=== Source extract ===
As stated above, Digital teams look to fund outcomes – not projects.  Think in terms of $XM invested in search for %Y increase in add-to-carts from search resulting in $ZM revenue.  Not “Implement Elastic Search”.

Approach Second

The right people will ensure that you follow the processes and approaches that will make you successful – specifically:

  1. Discovery and Agility

Digital companies attempt to find the right solution through Discovery.  Starting with an MVP (below), they iterate in an Agile fashion to find the solution.  Gone are large solution specifications (software requirements specifications) in favor of epics and stories which can be clearly and easily defined in significantly fewer words.

Product teams understand what Fred Brooks meant when he said

Because the design that occurs first is almost never the best possible, the prevailing system concept may need to change. Therefore, flexibility of organization is important to effective design.

Fred is talking about the need to be agile – to sense and respond to not only the mistakes made with any solution development, but the interaction of the market with the solution you develop.  You must throw away waterfall concepts in your digital endeavors to be truly successful.

  1. Usability

When you develop solutions for employees, you have a captive audience and a natural monopoly.  You are paying them, and you get to determine whether they use your solution or not.  As a result, you don’t have to be great at solution usability.  That isn’t the case in the new digital world.  End users will churn or select another provider if a solution isn’t easy to use and intuitive.
===
Copy the passage on digital product teams word for word, starting with "Because the design" and going on through "to effective design.". Rely solely on the passage above and consult no other source.
=== Listed entries ===
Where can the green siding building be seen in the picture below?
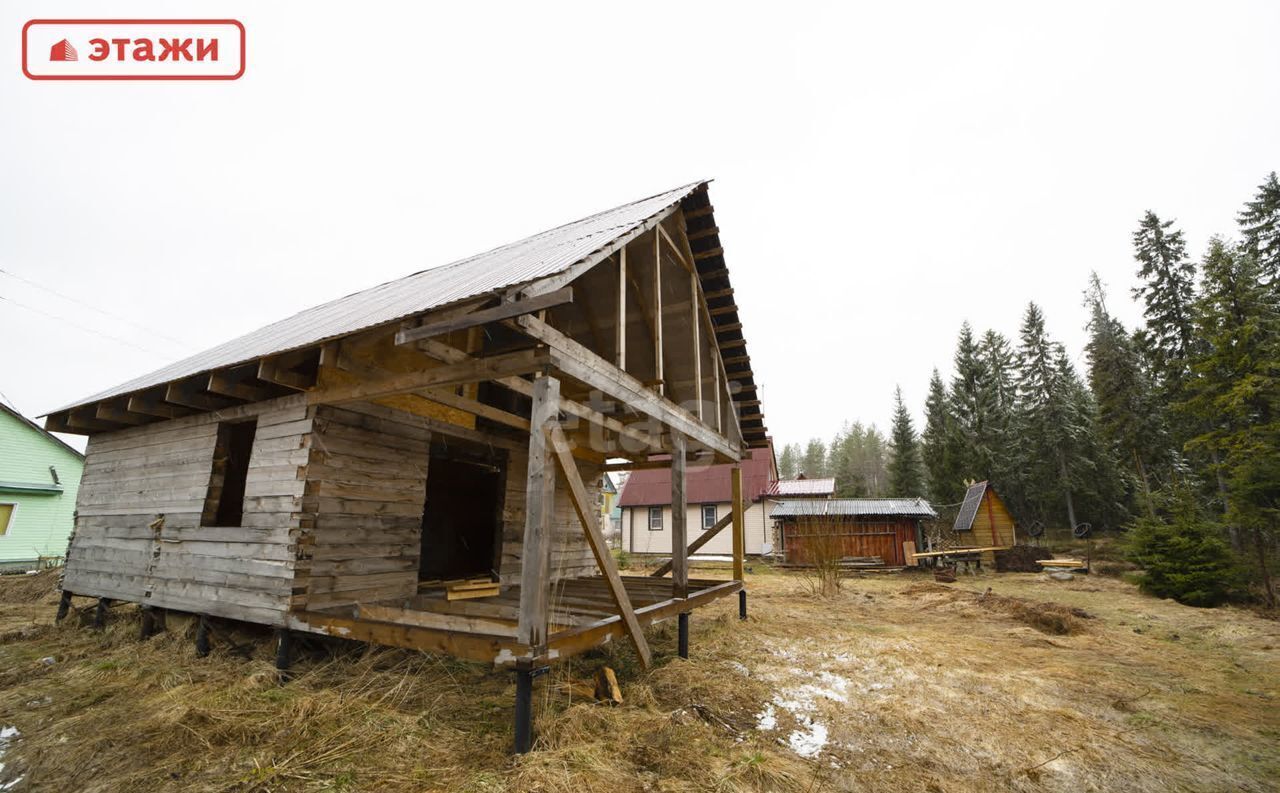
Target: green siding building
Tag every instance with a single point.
(39, 481)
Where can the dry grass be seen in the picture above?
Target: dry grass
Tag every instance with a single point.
(999, 682)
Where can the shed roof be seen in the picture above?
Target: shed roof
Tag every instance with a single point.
(969, 507)
(906, 508)
(528, 260)
(709, 485)
(804, 487)
(45, 432)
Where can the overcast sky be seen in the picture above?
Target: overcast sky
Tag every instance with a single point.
(882, 172)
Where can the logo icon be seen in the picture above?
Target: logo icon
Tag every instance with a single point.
(63, 50)
(133, 49)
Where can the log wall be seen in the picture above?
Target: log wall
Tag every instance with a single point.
(133, 476)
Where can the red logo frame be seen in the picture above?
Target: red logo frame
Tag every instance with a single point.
(223, 77)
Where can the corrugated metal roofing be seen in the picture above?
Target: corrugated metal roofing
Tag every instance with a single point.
(709, 485)
(531, 259)
(914, 508)
(817, 487)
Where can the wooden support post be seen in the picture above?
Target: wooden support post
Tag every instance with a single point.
(202, 637)
(695, 322)
(100, 613)
(735, 477)
(147, 623)
(657, 314)
(283, 651)
(621, 330)
(679, 519)
(588, 516)
(539, 514)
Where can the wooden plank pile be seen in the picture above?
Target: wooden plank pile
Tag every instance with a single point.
(462, 588)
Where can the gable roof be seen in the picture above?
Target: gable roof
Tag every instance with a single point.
(41, 430)
(804, 487)
(969, 507)
(562, 252)
(709, 485)
(906, 508)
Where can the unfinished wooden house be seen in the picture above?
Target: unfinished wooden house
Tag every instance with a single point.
(369, 466)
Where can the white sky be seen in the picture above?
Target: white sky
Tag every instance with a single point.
(883, 172)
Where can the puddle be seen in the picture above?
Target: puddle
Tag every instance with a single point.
(801, 702)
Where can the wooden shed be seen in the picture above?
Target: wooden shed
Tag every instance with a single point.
(850, 528)
(983, 521)
(355, 468)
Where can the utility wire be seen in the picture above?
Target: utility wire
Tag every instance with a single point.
(86, 329)
(186, 345)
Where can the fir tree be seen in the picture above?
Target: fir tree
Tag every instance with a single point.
(1260, 225)
(1183, 557)
(789, 461)
(813, 464)
(1048, 416)
(1235, 393)
(1168, 294)
(940, 452)
(905, 470)
(1127, 412)
(970, 409)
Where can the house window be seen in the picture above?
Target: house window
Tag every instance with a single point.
(224, 504)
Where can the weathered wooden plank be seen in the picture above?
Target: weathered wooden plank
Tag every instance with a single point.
(483, 316)
(588, 516)
(539, 517)
(679, 519)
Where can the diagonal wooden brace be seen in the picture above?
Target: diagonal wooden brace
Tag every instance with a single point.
(595, 539)
(700, 541)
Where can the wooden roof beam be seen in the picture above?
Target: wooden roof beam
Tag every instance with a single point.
(191, 394)
(503, 311)
(222, 383)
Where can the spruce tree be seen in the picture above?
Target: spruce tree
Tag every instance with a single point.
(1048, 417)
(1260, 227)
(813, 464)
(938, 448)
(969, 407)
(789, 461)
(1183, 555)
(1129, 420)
(1235, 394)
(1168, 294)
(905, 468)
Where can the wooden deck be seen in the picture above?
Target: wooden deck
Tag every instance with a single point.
(581, 613)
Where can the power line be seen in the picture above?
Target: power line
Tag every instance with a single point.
(86, 329)
(187, 345)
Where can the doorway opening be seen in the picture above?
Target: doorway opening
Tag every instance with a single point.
(462, 517)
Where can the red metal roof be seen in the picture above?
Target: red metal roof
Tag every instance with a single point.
(709, 485)
(804, 487)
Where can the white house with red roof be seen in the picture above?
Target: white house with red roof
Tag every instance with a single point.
(645, 504)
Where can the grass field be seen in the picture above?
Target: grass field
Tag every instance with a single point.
(896, 683)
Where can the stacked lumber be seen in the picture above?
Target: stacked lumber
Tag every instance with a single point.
(462, 588)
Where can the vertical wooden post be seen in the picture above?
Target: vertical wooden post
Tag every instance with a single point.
(739, 531)
(539, 512)
(657, 314)
(621, 330)
(679, 519)
(695, 322)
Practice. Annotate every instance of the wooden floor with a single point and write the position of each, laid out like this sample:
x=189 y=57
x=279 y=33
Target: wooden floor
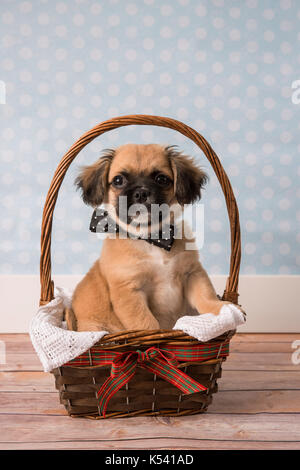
x=257 y=406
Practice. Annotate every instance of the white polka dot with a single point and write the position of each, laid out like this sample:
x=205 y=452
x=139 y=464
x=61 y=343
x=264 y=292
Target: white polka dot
x=285 y=137
x=252 y=68
x=235 y=35
x=235 y=12
x=217 y=67
x=200 y=10
x=131 y=9
x=285 y=159
x=268 y=193
x=284 y=182
x=165 y=78
x=200 y=79
x=234 y=125
x=269 y=36
x=218 y=23
x=251 y=114
x=268 y=170
x=268 y=148
x=267 y=237
x=251 y=137
x=217 y=90
x=25 y=7
x=235 y=79
x=284 y=226
x=148 y=66
x=269 y=80
x=217 y=45
x=269 y=126
x=183 y=21
x=267 y=215
x=183 y=67
x=285 y=48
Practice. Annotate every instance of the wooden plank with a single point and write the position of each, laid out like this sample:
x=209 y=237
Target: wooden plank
x=269 y=401
x=12 y=339
x=235 y=361
x=262 y=348
x=26 y=382
x=153 y=444
x=259 y=380
x=257 y=427
x=230 y=380
x=257 y=361
x=266 y=337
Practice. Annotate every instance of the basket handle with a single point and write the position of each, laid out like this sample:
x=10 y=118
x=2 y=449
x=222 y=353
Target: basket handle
x=47 y=286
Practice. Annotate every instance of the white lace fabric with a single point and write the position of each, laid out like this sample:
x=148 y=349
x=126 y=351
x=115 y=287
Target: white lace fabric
x=55 y=345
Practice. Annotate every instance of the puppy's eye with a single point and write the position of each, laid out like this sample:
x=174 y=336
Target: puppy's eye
x=162 y=180
x=119 y=181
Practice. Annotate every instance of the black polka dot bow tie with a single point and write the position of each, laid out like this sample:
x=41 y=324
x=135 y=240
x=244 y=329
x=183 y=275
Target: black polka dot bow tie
x=101 y=222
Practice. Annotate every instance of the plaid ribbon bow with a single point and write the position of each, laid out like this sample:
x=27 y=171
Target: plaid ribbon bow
x=160 y=361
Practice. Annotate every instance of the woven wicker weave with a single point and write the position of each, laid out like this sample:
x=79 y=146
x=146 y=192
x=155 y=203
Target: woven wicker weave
x=145 y=394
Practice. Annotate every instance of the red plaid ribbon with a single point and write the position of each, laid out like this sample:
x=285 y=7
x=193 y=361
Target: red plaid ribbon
x=160 y=361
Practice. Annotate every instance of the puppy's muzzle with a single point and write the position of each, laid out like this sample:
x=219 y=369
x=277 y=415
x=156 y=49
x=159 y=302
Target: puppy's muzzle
x=141 y=195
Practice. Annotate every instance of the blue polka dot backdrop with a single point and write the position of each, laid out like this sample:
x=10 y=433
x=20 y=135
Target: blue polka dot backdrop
x=225 y=68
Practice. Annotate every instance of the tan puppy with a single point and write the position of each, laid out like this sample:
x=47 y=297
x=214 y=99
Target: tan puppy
x=135 y=284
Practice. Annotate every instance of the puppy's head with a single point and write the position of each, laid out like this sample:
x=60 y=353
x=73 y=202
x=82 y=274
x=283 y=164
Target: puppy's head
x=144 y=174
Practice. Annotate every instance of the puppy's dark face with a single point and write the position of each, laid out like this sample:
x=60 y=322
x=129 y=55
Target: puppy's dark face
x=141 y=175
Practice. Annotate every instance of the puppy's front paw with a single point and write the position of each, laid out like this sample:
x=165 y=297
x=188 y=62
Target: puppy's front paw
x=151 y=324
x=235 y=310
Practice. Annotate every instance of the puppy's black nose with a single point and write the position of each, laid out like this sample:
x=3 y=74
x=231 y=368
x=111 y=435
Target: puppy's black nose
x=140 y=195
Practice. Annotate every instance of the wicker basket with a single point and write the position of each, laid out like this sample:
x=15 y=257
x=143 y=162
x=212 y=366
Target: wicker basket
x=145 y=392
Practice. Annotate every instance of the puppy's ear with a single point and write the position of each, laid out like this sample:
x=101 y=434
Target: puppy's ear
x=188 y=178
x=92 y=180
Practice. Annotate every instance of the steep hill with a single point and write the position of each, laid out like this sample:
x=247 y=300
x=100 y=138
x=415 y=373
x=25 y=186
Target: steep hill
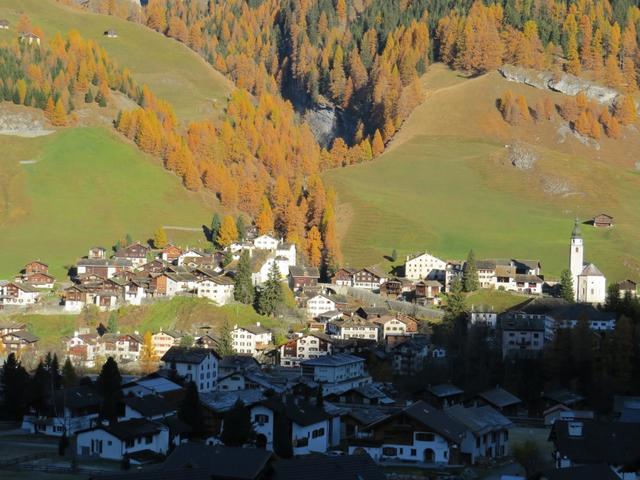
x=445 y=185
x=62 y=193
x=173 y=72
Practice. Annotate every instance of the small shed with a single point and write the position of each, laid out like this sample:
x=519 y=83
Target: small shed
x=603 y=220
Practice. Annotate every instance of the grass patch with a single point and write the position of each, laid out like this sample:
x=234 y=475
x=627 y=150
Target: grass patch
x=87 y=188
x=172 y=70
x=445 y=186
x=498 y=300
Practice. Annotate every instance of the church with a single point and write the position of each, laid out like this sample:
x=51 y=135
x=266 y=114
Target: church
x=589 y=283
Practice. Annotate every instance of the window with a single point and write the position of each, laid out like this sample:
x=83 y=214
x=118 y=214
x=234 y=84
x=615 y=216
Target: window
x=261 y=419
x=425 y=437
x=389 y=451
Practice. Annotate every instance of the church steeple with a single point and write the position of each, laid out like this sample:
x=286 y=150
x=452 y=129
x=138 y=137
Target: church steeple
x=577 y=233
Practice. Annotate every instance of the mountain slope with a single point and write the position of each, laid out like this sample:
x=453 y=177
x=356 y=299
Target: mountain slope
x=81 y=187
x=172 y=70
x=445 y=185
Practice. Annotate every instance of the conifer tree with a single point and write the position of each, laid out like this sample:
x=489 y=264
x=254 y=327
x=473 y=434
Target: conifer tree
x=270 y=296
x=470 y=281
x=244 y=291
x=160 y=238
x=566 y=286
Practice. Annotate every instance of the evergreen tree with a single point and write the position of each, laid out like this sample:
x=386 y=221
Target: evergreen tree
x=241 y=228
x=190 y=411
x=243 y=285
x=270 y=296
x=470 y=281
x=160 y=238
x=238 y=429
x=214 y=231
x=69 y=375
x=225 y=342
x=112 y=323
x=108 y=383
x=566 y=286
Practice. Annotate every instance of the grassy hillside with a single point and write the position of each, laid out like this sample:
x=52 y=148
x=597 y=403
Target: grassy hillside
x=173 y=72
x=86 y=187
x=182 y=313
x=446 y=186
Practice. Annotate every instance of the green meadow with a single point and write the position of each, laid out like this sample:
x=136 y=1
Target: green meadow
x=84 y=187
x=172 y=70
x=447 y=195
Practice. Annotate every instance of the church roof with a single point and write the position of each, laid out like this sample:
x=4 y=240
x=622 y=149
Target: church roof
x=576 y=230
x=592 y=271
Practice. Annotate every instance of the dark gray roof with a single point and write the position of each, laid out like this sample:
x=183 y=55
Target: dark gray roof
x=136 y=427
x=499 y=397
x=583 y=472
x=220 y=462
x=354 y=467
x=187 y=355
x=599 y=442
x=479 y=420
x=149 y=405
x=333 y=360
x=444 y=390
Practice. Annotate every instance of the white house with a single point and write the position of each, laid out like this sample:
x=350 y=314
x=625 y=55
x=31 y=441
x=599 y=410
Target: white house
x=112 y=442
x=199 y=365
x=251 y=339
x=319 y=304
x=163 y=340
x=18 y=294
x=266 y=242
x=345 y=329
x=336 y=373
x=304 y=347
x=589 y=284
x=424 y=266
x=217 y=288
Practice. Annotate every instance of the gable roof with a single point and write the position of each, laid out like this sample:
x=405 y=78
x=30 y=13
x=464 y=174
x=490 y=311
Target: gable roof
x=136 y=427
x=219 y=461
x=499 y=397
x=614 y=443
x=188 y=355
x=352 y=467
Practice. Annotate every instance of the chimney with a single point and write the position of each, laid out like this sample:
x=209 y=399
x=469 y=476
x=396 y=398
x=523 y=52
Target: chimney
x=575 y=429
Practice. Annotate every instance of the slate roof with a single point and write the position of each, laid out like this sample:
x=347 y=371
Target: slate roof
x=188 y=355
x=336 y=360
x=583 y=472
x=444 y=390
x=353 y=467
x=219 y=461
x=592 y=271
x=136 y=427
x=600 y=442
x=149 y=405
x=479 y=420
x=499 y=397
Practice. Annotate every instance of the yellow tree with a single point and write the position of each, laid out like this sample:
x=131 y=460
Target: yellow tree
x=148 y=358
x=160 y=238
x=228 y=232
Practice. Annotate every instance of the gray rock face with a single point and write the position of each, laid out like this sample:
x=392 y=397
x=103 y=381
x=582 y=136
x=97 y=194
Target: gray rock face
x=567 y=83
x=323 y=122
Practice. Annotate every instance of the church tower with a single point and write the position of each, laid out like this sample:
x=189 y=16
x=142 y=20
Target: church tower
x=576 y=256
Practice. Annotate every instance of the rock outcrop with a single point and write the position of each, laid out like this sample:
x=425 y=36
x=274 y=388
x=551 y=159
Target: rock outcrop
x=567 y=83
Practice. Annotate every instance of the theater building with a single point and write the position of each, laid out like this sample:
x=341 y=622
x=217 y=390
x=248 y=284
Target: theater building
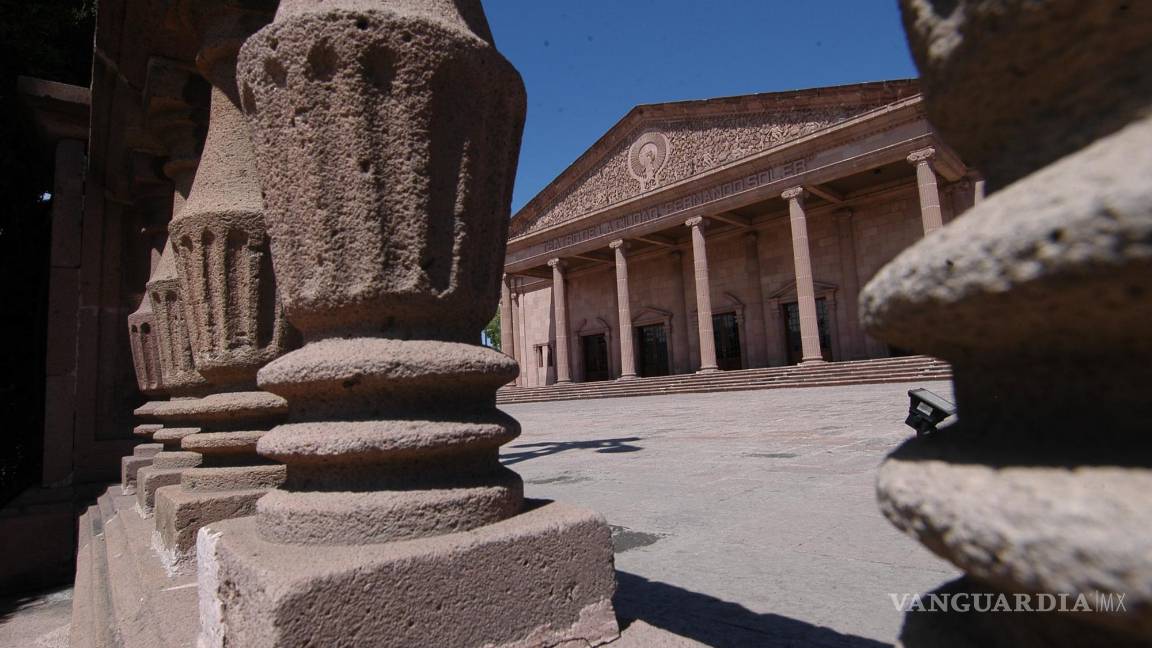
===
Response to the exercise =
Because the design that occurs first is almost never the best possible, the prevailing system concept may need to change. Therefore, flexibility of organization is important to effective design.